▶ [Data provided]
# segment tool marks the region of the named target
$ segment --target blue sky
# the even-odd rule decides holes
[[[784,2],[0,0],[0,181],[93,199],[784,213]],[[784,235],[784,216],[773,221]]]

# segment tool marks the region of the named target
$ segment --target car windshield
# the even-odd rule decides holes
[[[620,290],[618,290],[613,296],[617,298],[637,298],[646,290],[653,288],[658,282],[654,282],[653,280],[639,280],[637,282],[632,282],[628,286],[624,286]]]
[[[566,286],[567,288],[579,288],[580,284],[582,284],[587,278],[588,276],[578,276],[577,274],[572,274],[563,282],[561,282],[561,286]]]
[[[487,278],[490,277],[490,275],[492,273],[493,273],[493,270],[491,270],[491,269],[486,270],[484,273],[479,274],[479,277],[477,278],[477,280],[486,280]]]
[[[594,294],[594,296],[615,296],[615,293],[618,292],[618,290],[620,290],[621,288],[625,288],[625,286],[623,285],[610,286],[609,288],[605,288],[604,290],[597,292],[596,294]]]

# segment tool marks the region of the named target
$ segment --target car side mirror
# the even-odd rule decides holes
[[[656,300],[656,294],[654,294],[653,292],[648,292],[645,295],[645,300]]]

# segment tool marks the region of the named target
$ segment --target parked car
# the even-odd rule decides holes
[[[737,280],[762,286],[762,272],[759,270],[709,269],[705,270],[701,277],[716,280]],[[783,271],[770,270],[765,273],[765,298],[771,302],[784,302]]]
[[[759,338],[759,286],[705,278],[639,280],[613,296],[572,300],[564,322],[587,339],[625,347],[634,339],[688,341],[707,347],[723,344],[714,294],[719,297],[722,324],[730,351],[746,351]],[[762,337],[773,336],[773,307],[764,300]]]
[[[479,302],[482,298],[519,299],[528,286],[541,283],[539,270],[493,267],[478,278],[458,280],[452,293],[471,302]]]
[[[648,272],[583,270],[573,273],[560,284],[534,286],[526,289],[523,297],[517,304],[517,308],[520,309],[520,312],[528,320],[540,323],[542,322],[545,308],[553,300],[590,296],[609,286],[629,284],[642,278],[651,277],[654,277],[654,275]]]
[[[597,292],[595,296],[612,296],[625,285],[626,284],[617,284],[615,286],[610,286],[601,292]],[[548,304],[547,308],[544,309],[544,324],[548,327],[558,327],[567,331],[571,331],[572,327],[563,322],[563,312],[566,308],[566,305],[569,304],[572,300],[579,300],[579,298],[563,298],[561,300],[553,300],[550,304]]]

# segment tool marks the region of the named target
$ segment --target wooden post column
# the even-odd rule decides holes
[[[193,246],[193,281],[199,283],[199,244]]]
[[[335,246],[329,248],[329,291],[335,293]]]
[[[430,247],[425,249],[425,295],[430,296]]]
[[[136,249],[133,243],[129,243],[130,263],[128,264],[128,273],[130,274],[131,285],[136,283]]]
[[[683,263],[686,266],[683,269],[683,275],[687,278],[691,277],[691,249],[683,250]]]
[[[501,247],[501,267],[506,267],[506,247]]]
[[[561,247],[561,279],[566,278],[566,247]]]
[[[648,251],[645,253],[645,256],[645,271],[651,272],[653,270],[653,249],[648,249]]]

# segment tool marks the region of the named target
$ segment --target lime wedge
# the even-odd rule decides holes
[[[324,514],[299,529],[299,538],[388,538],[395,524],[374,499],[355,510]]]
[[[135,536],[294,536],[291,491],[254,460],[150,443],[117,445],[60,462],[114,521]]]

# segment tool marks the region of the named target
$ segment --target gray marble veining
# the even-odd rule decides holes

▶ [Work request] Write out exactly the lines between the start of the entries and the line containing "--target car windshield", including that line and the first one.

▶ [Result of this exercise]
# segment tool marks the region of the named target
$ segment --target blue sky
# the even-odd rule decides holes
[[[784,2],[0,0],[0,181],[93,199],[784,213]],[[784,235],[784,216],[773,221]]]

# segment tool marks the region of the named target
$ segment --target car windshield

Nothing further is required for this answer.